### [Texto de lectura]

Algunas fuentes narrativas indican, además, que Almanzor contó con el apoyo de una serie de traidores que facilitaron su entrada [24]; traición recogida brevemente por las historias generales. Así, Lafuente expresa que era cierto que tras partir Almanzor de Córdoba y «encaminándose por Coria y Ciudad Rodrigo, incorporáronsele, dicen, los condes gallegos en los campos de Argañin, y juntos marcharon sobre Santiago» [25]. Altamira es, si cabe, más escueto, y admite que Almanzor «penetró en Galicia ayudado por los condes sometidos y por la escuadra enviada á Oporto» [26]. Sería Morayta quien más elocuentemente lo pondría de manifiesto. Según él, la historia del califato andaluz contenía demasiados episodios que debían avergonzar a la cristiandad por haber estado empañados por la traición. Destaca que estos traidores fueron los responsables de que la tarea emprendida en 711 de recobrar España se alargase tanto:

La historia del califato andaluz contiene muchas páginas de verdadera vergüenza para la cristiandad. De ellas resulta, con cuánta facilidad los cristianos independientes se ponían á los piés de los muslimes. Sancho el Gordo y el conde Sancho Garcés llegan á ser soberanos merced á la intervención armada de los muslimes; los condes gallegos ayudan á la destrucción de Santiago; condes castellanos son los que marchan en la vanguardia del ejército de Almanzor en algunas de sus correrías por Castilla; y cristianos leoneses, navarros y castellanos son los que constituyen el nervio de las fuerzas, que permiten al hajib cordobés llegar triunfante á los más lejanos confines. La Reconquista, aunque obra nacional, se retardó á causa de intermitencias censurables, producidas por los mismos á quienes cumplía realizarla [27].

Fragmentos de un conjunto de datos de anotación de ubicaciones
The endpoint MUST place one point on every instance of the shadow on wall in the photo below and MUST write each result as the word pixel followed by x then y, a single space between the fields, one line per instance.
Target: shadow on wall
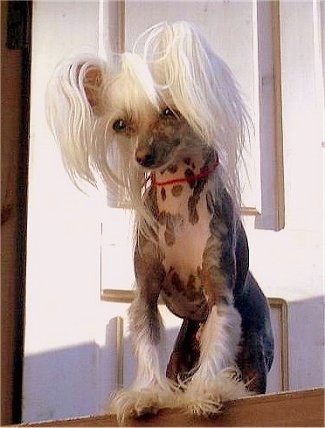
pixel 77 381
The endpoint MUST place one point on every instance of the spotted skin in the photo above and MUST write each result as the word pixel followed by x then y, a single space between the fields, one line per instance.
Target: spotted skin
pixel 203 259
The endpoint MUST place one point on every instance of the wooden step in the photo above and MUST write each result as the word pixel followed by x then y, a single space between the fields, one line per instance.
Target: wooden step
pixel 299 408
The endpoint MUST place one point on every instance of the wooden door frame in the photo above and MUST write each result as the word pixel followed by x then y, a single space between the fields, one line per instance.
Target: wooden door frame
pixel 15 94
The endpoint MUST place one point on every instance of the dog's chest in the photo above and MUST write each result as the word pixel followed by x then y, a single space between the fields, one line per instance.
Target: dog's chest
pixel 184 229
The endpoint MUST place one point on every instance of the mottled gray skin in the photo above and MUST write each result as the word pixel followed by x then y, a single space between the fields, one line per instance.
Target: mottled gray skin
pixel 223 277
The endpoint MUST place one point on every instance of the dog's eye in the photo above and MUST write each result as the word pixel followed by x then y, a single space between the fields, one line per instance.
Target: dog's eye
pixel 119 125
pixel 168 112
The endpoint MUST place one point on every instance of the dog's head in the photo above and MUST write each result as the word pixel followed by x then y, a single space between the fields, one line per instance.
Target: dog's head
pixel 174 98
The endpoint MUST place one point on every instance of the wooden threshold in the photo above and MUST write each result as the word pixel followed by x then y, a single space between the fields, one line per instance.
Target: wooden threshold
pixel 299 408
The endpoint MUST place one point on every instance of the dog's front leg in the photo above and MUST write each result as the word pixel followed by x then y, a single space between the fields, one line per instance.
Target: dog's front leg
pixel 150 390
pixel 216 378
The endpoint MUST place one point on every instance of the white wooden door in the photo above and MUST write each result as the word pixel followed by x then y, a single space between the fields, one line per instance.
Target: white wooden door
pixel 74 339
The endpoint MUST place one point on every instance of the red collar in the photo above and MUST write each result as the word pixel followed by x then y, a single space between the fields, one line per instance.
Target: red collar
pixel 205 172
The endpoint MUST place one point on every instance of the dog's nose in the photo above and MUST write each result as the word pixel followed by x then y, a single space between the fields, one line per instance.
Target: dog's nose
pixel 145 157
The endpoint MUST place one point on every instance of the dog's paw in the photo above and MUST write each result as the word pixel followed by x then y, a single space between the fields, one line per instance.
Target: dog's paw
pixel 132 403
pixel 205 397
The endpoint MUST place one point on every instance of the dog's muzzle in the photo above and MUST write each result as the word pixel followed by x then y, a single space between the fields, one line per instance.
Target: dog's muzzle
pixel 145 157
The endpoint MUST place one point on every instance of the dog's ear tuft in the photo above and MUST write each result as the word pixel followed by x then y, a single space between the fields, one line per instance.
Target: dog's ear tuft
pixel 93 81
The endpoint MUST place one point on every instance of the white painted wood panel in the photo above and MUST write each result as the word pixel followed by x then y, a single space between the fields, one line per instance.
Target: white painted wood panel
pixel 70 343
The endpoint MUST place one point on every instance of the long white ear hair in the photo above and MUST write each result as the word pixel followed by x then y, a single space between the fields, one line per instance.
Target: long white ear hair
pixel 74 108
pixel 80 110
pixel 202 88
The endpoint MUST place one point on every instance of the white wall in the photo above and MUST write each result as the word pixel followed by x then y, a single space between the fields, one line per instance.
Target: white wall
pixel 70 348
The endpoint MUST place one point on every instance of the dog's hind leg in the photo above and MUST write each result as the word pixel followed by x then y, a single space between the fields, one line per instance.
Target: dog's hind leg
pixel 186 352
pixel 257 346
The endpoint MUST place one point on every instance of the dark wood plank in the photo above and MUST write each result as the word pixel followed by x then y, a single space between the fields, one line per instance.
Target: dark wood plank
pixel 298 408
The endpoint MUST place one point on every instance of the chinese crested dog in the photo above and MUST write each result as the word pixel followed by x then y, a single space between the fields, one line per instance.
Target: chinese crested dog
pixel 166 130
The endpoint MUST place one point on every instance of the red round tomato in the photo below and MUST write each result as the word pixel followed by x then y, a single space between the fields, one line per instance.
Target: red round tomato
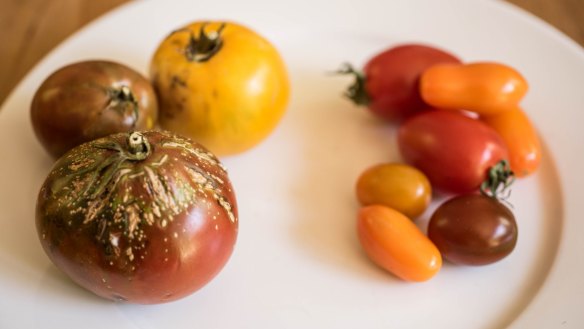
pixel 473 230
pixel 142 217
pixel 388 85
pixel 454 151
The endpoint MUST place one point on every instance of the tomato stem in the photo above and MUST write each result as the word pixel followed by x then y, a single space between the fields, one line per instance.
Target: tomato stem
pixel 205 46
pixel 499 178
pixel 356 92
pixel 138 146
pixel 120 98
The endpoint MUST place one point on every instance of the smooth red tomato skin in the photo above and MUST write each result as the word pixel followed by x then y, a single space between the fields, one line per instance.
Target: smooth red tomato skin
pixel 394 242
pixel 521 139
pixel 473 230
pixel 453 150
pixel 392 79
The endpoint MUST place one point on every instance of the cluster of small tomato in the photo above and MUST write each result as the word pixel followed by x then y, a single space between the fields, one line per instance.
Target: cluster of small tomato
pixel 461 132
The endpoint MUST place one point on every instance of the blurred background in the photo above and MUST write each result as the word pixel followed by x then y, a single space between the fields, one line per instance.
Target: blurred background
pixel 29 29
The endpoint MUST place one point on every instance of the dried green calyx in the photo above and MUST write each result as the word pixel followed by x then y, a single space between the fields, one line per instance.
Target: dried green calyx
pixel 356 92
pixel 499 178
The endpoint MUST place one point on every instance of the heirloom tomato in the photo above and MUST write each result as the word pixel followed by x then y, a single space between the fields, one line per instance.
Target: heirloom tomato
pixel 484 87
pixel 388 84
pixel 396 244
pixel 91 99
pixel 521 139
pixel 473 230
pixel 143 217
pixel 454 151
pixel 398 186
pixel 221 84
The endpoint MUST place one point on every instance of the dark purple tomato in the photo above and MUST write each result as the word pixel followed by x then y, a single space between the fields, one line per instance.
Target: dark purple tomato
pixel 473 229
pixel 88 100
pixel 141 217
pixel 389 83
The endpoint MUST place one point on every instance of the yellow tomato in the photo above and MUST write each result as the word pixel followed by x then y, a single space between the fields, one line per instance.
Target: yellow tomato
pixel 398 186
pixel 221 84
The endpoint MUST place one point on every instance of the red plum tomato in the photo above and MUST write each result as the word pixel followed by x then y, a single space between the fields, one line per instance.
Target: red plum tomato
pixel 389 82
pixel 454 151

### [Ejercicio escrito A]
Según la cita de Lafuente en el texto sobre Almanzor, ¿en qué lugar se le unieron los condes gallegos?
### [Ejercicio escrito B]
Por favor, prosigue el texto sobre Almanzor a partir de su última oración.
El listado no es necesario para nada de lo que se pide.

### [Respuesta esperada A]
En los campos de Argañin.

### [Respuesta esperada B]
Regresando a la leyenda del abad tenemos noticia de que, después de abandonar el templo compostelano, se produjo un cerco prolongado del que merecerían recordarse dos episodios por encarnar a la perfección, a pesar de encontrarnos en Portugal, el ser nacional español. Uno de ellos es la entrevista que el abad mantiene desde una almena con el traidor y el otro es la salida que los sitiados eligen tras más de dos años de penurias. En cuanto al primero, Zulema intenta persuadir al abad para que se convierta al islam y le advierte que ese mismo día entrará en su castillo, matando a todos los hombres y mujeres que encontrase. El abad don Juan, por supuesto, se niega y realiza una acerba defensa del cristianismo: «Sabe que ni por miedo del rey Almançor ni por el tuyo se me da nada, porque yo fio en la merced de Dios e del apóstol sant Matheo e del apóstol Santiago, que lo hará mejor comigo que tu dizes, e que me vengará de ti, así como de malo traidor, desconocido a Dios e a mí, porque andas en figura de diablo e no de hombre. E vete, traidor, quítateme delante» [28].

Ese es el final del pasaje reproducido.